╭─ Data listing
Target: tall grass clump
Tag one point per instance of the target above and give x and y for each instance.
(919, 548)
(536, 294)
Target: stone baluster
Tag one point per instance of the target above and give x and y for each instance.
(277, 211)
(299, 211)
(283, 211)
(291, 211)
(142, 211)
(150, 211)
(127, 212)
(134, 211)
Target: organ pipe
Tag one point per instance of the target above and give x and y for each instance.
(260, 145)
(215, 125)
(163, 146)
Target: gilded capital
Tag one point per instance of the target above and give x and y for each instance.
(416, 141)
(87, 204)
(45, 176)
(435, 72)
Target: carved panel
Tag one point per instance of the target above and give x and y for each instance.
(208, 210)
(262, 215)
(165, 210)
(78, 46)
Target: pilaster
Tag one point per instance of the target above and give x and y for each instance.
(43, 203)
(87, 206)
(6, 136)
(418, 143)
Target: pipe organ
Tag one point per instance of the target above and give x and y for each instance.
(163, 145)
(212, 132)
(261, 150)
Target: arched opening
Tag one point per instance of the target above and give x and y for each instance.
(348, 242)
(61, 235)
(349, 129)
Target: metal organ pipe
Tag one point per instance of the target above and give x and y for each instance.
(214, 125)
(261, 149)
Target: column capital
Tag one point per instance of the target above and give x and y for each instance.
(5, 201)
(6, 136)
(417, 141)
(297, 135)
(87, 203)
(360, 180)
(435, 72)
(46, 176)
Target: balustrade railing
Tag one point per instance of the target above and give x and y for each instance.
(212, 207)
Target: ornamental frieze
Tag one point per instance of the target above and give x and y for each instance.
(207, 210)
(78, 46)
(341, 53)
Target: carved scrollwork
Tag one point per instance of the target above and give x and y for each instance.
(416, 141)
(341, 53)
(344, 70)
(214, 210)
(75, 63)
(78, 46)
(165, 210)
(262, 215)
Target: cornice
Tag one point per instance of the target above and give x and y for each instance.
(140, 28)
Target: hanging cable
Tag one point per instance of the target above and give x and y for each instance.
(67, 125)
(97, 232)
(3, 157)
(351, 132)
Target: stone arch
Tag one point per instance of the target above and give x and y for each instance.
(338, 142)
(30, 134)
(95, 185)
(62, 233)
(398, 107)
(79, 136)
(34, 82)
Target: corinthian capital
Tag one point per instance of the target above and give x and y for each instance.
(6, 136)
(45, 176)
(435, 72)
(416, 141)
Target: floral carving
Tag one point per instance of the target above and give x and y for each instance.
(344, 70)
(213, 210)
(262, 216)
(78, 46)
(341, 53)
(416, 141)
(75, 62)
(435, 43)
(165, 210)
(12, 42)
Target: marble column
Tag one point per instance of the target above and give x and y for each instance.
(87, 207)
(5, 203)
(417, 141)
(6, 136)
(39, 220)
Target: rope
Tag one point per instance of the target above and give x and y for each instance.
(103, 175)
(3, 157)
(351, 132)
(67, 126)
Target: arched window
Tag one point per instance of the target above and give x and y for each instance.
╰─
Starting at the row that has "Target: corinthian capital" and continuing through the last of the rows, write those lines out again with "floral carving" swapped for "flower carving" and nothing else changed.

Target: corinthian capital
Tag one point per instance of the target above and give x and y for each instance.
(6, 136)
(45, 176)
(435, 72)
(416, 141)
Target: flower carving
Tag one point per instance of the target above and give x and y for each instance.
(344, 70)
(213, 210)
(262, 216)
(78, 46)
(341, 53)
(416, 141)
(75, 62)
(435, 43)
(165, 210)
(12, 42)
Target: marble column
Tag one point per instance of the target above and give x and y for each instance.
(87, 207)
(5, 203)
(417, 141)
(6, 136)
(39, 220)
Target: rope
Tag one point per instance of the target above and give x and y for each instance.
(103, 175)
(3, 157)
(351, 132)
(67, 126)
Target: arched window
Tag one point per instance of the target above and give x and y for each instance.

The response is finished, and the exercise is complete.